Ausgangstext.
# Ungarn



## posengucker (7. Juli 2003)

Hallo Boardies,

wer von Euch kennt den See in Bajansenye oder die Teiche von Beled?

Mich würde vor allem der Raubfischbestand interessieren.

Die Gewässer liegen in der Umgebung von Szombathely.

Vielleicht hat einer meiner Landsleute nähere Infos hiezu oder unser Ungarnspezi Grünfüssler.

Bin für jede Info dankbar.

Grüße

Posengucker


----------



## grünfüssler (8. Juli 2003)

für die gegend kann ich dir leider leider ausnahmsweise nicht weiterhelfen.
ich war leider noch nie in der ecke von ungarn und weiss deswegen nicht was da so geht.
ich werde aber mal schwiegervadder fragen,der ist ja ungar und weiss vielleicht doch was........
ich lasse von mir hören.
gruss...das ungarnfussel


----------



## posengucker (8. Juli 2003)

High Grünfüssler,

lass mal die Connections der Familie spielen. 

Danke an das Patenfussel.

Grüße
Posengucker


----------



## posengucker (18. August 2003)

Hallo,

waren dieses Wochenende in Bajansenye. Ausbeute gleich null. Preis sehr teuer (33 € für 2 Tage mit Nachtfischen). Nachtfischen nur erlaubt, wenn man sich ein Zimmer im Hotel nimmt. Das Gewässer selbst ist sehr schön, wobei auf der Waldseite das fischen nicht zu empfehlen ist, da 1. Bäume im Wasser versenkt wurden und 2. in der Nacht immer wieder Schwarzfischer über die Slowenische Grenze einsickern. Gab schon öfters Schlägereien und der Aufsichtsfischer traut sich dort gar nicht mehr hin. Dreht am Abend seine (halbe) Runde nur mehr Pistole. Ja, ja, so ist es im "Wilden Osten".

Punktbasierte Annotationsdaten.
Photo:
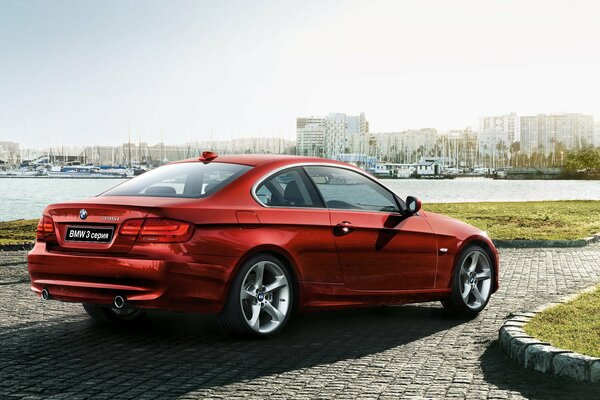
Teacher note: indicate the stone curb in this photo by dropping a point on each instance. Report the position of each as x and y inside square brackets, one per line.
[16, 247]
[524, 243]
[532, 353]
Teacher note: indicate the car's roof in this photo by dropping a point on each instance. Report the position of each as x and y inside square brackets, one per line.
[257, 159]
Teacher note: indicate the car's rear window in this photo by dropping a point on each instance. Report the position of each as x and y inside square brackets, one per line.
[191, 179]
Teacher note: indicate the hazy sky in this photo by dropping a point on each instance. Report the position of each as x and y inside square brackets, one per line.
[80, 72]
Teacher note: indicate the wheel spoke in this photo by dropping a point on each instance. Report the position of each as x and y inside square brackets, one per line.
[273, 312]
[259, 270]
[280, 281]
[466, 291]
[474, 259]
[477, 294]
[254, 322]
[247, 294]
[464, 272]
[485, 274]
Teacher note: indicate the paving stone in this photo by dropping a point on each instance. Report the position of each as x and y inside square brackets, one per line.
[539, 357]
[595, 372]
[517, 348]
[53, 350]
[573, 365]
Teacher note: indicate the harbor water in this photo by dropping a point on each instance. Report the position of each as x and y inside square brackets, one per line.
[27, 197]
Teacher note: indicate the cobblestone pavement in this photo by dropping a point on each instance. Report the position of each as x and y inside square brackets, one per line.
[54, 350]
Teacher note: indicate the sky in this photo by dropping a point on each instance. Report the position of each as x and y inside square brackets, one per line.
[93, 72]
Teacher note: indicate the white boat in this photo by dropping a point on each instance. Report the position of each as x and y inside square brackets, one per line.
[76, 170]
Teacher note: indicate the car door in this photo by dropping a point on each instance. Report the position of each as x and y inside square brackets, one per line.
[378, 247]
[294, 217]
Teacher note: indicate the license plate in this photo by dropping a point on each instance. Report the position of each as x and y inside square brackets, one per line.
[88, 234]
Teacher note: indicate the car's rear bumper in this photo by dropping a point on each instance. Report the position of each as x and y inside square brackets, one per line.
[174, 283]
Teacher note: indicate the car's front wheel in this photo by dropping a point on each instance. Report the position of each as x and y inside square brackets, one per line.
[113, 315]
[471, 283]
[260, 298]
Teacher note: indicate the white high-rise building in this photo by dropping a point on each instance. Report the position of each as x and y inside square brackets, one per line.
[403, 147]
[332, 135]
[310, 136]
[497, 133]
[543, 133]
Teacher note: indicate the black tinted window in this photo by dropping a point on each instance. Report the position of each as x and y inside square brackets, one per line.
[349, 190]
[286, 189]
[192, 179]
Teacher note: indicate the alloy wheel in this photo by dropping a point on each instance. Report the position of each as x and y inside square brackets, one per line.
[265, 297]
[475, 279]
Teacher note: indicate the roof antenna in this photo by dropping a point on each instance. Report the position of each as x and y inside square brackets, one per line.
[207, 156]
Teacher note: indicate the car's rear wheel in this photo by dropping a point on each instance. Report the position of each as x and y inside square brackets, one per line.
[260, 298]
[113, 315]
[471, 283]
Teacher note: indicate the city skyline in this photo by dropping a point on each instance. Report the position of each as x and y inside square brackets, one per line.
[88, 73]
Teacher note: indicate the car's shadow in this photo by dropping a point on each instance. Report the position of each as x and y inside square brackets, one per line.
[174, 354]
[500, 371]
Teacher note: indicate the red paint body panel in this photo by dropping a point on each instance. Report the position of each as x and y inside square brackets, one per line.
[387, 259]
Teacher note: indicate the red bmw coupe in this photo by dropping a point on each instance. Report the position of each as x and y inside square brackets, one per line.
[253, 239]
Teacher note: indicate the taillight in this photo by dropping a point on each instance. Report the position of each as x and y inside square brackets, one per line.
[157, 230]
[131, 227]
[45, 228]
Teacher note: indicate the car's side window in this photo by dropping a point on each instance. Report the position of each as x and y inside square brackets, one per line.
[286, 189]
[349, 190]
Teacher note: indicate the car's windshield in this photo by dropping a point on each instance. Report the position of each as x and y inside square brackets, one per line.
[190, 179]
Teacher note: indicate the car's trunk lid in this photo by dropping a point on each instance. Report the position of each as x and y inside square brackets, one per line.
[102, 216]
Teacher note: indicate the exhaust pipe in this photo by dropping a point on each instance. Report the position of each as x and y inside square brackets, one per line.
[119, 302]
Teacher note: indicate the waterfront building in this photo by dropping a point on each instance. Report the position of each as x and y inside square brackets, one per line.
[310, 136]
[332, 135]
[496, 134]
[551, 133]
[9, 153]
[459, 147]
[405, 146]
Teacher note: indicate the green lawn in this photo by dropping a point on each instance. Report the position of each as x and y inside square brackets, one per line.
[572, 326]
[544, 220]
[526, 220]
[17, 232]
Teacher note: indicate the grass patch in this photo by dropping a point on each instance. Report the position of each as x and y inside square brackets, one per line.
[541, 220]
[18, 231]
[571, 326]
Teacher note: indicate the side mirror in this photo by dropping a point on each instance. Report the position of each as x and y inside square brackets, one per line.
[413, 205]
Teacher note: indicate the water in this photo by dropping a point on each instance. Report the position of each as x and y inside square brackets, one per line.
[27, 197]
[481, 189]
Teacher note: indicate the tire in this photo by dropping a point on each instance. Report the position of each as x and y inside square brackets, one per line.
[472, 283]
[259, 310]
[107, 315]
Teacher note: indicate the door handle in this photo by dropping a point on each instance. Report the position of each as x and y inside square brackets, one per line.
[343, 228]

Aufgaben.
1 > Wie viel haben laut dem Ungarn-Thread zwei Tage mit Nachtfischen in Bajansenye gekostet?
2 > Schreib den Ungarn-Thread im Anschluss an seinen letzten Satz weiter.
Das Material steht für sich und gehört nicht zum Ungarn-Thread.

Lösungen.
1 > 33 €.

2 >
Habe nun aber was von Zalalövö gehört (unterhalb von Körmend). Dort soll es sehr gut auf Rauber gehen. Wer weiß etwas darüber???

Grüße
Posengucker


----------



## Micky Finn (18. August 2003)

Nachtfischen nur erlaubt wenn ich ein Zimmer hab? Wozu brauch ich da ein Zimmer? Ähhhhmmmm fischt ihr dort in der Badewanne?

Man merkt Ungarn paßt sich dem restlichen Euroland an.... so ne Regelung könnt glatt aus Brüssel kommen.

Andreas


----------



## posengucker (18. August 2003)

Hallo Micky Finn,

sonst würde der Betreiber der Anlage im Sommer keine Zimmer vermieten. Außerdem wurde irgendetwas von Aufenthaltsberechitugung (= Zimmernachweis) gefaselt, die auch von der Polente kontrolliert wird. Habe ich bis jetzt aber zum ersten Mal in Ungarn erlebt.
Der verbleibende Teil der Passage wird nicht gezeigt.